→ TO-DO LIST
1. Render the sentence "Rituals are repeated patterns of meaningful human behavior." from the text on rituals into Spanish.
2. In the text on rituals, reproduce the portion between "Don C. Benjamin, Ph.D." and "want to be.", inclusive, substituting "loneliness" for "isolation".
** start SELECTED EXCERPT **
Rites of Passage and Rituals

Rituals are a defining element in all religions. They are a part of daily practice or mark significant rites of passage. This web site resource will explore rituals among various religions, noting comparisons and differences. We begin by presenting the concept of rituals in our daily lives

Introducing Ritual

Don C. Benjamin, Ph.D.
Arizona State University

Rituals are repeated patterns of meaningful human behavior. They are structured ways of acting, sometimes accompanied by words, sometimes not. Rituals open new worlds, where our lives are enlarged and enriched. Rituals take us to new places, and they relate us to new people. Rituals overcome isolation and bond us to communities who will support us in becoming all we were created to be, and becoming all we want to be.

Living in Two Worlds

Few humans are truly atheists. Most are believers; not necessarily members of a particular faith tradition, but convinced that there is more to life than can be explained by human activity. Consequently, they believe that they are citizens of two worlds: one secular, one sacred.

Early humans believed that what made the world sacred was its ability to imitate its divine patron. And since the sacred world imitated its creator, the secular world of humans should do no less. Rituals were an imitation of the divine behavior of creating the world. When these early husbands and wives had intercourse and when these early farmers plowed and planted their fields, they were re-enacting the moment when their divine patrons created the world. Intercourse and farming were rituals which imitated divine behavior.
** end SELECTED EXCERPT **
** start STORED RECORDS **
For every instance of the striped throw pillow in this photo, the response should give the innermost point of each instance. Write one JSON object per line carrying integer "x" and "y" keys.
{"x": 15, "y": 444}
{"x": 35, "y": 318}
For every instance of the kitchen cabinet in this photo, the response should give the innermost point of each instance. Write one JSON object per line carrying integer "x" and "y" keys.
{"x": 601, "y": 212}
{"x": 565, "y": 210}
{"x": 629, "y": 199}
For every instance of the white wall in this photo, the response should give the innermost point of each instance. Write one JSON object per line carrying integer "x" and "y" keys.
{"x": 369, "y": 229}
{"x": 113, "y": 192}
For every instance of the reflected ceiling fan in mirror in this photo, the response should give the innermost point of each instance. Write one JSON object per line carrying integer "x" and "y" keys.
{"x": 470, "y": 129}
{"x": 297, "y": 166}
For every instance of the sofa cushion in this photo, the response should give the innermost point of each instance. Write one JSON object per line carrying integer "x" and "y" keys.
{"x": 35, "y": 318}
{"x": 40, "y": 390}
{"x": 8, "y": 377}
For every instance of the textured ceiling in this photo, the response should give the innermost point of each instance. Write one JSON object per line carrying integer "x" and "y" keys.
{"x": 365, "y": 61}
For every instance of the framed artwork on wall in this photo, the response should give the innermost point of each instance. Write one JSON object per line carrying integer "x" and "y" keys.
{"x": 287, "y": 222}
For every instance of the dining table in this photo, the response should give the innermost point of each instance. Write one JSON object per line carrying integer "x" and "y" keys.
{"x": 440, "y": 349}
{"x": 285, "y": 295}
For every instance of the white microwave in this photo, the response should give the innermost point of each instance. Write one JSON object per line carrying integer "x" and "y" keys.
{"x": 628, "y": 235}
** end STORED RECORDS **
→ ANSWERS IN ORDER
1. Los rituales son patrones repetidos de comportamiento humano significativo.

2.
Don C. Benjamin, Ph.D.
Arizona State University

Rituals are repeated patterns of meaningful human behavior. They are structured ways of acting, sometimes accompanied by words, sometimes not. Rituals open new worlds, where our lives are enlarged and enriched. Rituals take us to new places, and they relate us to new people. Rituals overcome loneliness and bond us to communities who will support us in becoming all we were created to be, and becoming all we want to be.